Activity: In the listing below, locate the line containing "Query: turquoise water"; reproduce that line and all lines that follow it, unchanged.

===== Data supplied

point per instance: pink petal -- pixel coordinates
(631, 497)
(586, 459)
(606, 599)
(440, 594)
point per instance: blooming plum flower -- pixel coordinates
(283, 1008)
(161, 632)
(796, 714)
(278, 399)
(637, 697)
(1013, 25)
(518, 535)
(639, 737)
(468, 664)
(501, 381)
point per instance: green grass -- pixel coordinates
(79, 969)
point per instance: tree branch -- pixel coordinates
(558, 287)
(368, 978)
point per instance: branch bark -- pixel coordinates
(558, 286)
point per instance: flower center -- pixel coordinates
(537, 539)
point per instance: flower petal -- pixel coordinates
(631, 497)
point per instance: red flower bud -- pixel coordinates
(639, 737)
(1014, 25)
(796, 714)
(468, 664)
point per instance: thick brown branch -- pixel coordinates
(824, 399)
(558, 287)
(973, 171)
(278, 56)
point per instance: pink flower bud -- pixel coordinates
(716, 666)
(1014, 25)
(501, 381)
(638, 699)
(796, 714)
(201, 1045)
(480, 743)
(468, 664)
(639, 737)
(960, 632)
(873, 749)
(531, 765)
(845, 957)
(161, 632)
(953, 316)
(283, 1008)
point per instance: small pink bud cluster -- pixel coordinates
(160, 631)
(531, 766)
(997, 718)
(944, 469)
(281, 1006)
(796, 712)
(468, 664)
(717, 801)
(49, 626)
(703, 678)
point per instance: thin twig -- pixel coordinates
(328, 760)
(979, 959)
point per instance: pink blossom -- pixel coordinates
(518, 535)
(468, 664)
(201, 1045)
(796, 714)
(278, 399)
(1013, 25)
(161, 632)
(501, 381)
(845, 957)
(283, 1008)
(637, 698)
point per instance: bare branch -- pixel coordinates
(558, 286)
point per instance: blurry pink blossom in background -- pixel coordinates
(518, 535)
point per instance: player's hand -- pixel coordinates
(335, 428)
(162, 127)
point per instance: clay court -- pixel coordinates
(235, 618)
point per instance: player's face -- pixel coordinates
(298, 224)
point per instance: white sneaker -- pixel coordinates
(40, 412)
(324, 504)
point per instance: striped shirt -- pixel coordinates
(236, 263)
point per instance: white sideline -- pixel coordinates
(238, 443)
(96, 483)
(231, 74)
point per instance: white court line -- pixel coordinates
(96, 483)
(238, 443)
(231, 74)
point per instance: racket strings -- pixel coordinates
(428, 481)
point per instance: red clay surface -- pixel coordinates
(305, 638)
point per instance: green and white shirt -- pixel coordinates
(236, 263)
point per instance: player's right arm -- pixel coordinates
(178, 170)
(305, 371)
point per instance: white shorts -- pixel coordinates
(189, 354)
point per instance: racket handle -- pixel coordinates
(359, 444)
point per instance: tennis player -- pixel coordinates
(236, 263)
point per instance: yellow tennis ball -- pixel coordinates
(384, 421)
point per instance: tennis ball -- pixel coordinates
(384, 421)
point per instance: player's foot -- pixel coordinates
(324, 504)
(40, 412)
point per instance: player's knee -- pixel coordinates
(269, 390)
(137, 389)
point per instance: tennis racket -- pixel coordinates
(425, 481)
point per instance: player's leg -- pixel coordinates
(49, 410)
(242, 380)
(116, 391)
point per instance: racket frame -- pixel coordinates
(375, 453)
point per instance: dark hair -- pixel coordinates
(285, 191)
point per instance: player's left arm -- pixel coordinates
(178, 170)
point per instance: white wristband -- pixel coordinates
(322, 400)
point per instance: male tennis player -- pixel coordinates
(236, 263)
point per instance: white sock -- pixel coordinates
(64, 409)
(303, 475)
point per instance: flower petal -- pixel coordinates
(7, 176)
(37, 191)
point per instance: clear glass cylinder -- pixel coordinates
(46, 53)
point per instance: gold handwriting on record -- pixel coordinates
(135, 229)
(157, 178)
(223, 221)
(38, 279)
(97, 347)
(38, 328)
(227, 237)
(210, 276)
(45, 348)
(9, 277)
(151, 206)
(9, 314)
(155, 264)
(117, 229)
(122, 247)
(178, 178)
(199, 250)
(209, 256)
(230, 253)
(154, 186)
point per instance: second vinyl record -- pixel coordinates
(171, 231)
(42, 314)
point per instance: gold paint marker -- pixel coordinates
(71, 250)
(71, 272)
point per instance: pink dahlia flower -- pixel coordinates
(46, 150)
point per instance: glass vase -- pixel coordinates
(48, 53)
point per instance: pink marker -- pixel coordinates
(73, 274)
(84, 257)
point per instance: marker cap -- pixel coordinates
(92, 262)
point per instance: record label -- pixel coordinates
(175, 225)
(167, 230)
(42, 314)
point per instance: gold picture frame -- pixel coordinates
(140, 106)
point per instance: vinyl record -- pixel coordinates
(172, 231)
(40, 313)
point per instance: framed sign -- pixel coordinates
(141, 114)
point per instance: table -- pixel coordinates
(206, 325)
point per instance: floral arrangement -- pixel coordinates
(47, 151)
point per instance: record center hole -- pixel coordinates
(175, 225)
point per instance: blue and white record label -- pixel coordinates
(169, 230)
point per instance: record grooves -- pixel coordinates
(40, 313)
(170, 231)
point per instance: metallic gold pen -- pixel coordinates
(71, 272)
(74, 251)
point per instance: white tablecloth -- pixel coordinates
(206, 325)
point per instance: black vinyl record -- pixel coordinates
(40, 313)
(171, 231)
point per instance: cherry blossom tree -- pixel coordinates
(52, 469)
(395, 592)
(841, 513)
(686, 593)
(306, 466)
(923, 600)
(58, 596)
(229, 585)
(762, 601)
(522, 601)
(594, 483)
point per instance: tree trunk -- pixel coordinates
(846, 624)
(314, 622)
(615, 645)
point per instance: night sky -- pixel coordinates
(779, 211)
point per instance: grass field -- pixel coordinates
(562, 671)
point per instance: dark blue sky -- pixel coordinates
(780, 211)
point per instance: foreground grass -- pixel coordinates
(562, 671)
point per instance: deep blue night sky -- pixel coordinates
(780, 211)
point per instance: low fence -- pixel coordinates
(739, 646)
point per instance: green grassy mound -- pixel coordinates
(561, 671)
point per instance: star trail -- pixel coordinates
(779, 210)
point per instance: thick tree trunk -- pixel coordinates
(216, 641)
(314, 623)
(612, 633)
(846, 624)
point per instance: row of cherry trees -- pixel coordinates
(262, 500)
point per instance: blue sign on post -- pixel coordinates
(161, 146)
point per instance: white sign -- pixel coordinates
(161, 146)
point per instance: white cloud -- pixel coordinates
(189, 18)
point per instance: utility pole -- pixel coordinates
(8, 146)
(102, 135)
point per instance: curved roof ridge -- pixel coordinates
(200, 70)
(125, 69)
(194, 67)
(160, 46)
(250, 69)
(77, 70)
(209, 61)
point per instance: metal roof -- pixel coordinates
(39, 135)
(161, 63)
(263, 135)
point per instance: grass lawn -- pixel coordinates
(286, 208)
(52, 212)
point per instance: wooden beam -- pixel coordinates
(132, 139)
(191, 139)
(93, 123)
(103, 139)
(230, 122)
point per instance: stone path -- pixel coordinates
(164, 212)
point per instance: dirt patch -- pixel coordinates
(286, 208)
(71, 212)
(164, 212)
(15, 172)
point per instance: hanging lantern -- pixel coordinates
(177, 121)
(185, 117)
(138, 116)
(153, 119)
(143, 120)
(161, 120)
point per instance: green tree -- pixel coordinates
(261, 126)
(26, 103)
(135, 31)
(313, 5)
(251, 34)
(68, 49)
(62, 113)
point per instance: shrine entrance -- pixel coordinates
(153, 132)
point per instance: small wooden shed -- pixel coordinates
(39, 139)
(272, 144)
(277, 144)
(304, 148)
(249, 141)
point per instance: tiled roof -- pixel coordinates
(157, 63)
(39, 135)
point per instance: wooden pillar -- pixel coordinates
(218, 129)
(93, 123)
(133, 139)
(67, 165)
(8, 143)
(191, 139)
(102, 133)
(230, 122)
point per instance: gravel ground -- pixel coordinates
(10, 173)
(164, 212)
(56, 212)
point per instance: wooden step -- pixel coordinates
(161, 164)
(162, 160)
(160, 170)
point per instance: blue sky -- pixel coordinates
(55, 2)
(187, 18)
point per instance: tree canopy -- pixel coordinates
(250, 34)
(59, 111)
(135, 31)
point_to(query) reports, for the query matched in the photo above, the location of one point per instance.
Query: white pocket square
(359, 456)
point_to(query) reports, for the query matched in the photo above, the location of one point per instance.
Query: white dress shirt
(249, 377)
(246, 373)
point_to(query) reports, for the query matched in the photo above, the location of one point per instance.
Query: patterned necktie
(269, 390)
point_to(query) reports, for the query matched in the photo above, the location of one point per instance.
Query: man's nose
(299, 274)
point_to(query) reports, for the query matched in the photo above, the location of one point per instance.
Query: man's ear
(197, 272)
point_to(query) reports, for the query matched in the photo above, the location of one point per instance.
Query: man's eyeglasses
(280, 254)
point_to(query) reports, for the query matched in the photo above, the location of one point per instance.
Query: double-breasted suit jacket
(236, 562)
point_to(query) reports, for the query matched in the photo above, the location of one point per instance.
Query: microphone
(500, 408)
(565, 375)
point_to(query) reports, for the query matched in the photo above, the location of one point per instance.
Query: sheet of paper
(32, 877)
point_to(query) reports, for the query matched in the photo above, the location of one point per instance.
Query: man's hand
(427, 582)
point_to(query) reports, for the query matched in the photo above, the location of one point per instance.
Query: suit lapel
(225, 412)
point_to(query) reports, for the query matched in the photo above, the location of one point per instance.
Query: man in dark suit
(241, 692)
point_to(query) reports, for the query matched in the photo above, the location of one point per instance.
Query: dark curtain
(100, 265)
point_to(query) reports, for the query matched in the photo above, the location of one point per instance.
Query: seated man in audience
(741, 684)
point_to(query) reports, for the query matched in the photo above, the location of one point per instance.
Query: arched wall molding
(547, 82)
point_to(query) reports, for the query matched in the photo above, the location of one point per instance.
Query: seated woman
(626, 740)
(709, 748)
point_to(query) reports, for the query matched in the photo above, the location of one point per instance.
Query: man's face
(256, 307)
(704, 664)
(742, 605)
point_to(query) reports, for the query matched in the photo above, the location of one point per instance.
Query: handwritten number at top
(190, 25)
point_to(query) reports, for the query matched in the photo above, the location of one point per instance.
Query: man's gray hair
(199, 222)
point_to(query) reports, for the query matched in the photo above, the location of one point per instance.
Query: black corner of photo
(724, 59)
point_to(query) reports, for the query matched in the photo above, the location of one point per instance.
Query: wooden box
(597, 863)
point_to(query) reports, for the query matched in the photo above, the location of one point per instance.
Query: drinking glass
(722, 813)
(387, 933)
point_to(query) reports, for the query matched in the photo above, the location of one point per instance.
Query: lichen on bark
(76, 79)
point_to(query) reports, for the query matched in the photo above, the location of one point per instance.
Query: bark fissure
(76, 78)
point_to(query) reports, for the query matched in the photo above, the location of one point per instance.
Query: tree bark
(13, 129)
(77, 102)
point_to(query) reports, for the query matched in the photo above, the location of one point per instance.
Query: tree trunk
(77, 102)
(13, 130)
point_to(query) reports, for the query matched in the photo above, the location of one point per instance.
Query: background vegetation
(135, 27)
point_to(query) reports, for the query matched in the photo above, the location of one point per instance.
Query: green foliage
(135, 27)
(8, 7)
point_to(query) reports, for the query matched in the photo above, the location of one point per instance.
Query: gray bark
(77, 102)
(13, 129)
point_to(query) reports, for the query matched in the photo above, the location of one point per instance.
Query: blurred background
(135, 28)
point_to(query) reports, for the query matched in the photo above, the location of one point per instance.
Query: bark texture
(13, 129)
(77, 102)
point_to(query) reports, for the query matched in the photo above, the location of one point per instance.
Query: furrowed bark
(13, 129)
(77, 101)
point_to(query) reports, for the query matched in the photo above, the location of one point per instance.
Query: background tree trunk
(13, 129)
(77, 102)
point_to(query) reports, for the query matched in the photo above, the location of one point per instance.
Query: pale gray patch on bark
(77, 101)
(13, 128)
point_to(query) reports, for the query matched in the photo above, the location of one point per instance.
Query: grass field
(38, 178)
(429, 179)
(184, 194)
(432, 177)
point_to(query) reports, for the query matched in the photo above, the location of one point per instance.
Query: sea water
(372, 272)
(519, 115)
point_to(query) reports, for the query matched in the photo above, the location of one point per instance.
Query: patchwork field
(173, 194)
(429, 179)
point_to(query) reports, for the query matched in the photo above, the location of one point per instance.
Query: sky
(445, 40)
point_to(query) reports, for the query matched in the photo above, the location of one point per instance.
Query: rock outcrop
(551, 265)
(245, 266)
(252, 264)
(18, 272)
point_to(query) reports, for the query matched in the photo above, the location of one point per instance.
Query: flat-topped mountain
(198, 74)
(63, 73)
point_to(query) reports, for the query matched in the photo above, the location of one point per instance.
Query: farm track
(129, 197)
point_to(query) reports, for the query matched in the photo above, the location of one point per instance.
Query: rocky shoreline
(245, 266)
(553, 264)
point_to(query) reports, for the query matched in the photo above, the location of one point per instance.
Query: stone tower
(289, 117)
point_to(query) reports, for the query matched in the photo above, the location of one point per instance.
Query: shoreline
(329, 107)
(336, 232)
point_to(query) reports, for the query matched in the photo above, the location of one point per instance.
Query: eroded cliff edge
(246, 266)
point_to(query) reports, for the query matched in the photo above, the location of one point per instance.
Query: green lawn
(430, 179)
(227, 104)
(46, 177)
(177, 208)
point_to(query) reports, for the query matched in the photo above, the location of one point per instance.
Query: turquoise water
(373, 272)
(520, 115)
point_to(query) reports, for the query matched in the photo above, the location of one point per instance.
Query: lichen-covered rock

==========

Solution:
Query: turquoise water
(373, 272)
(520, 115)
point_to(query) reports, for the query matched in the photo above, the location of one point per instance.
Query: lichen-covered rock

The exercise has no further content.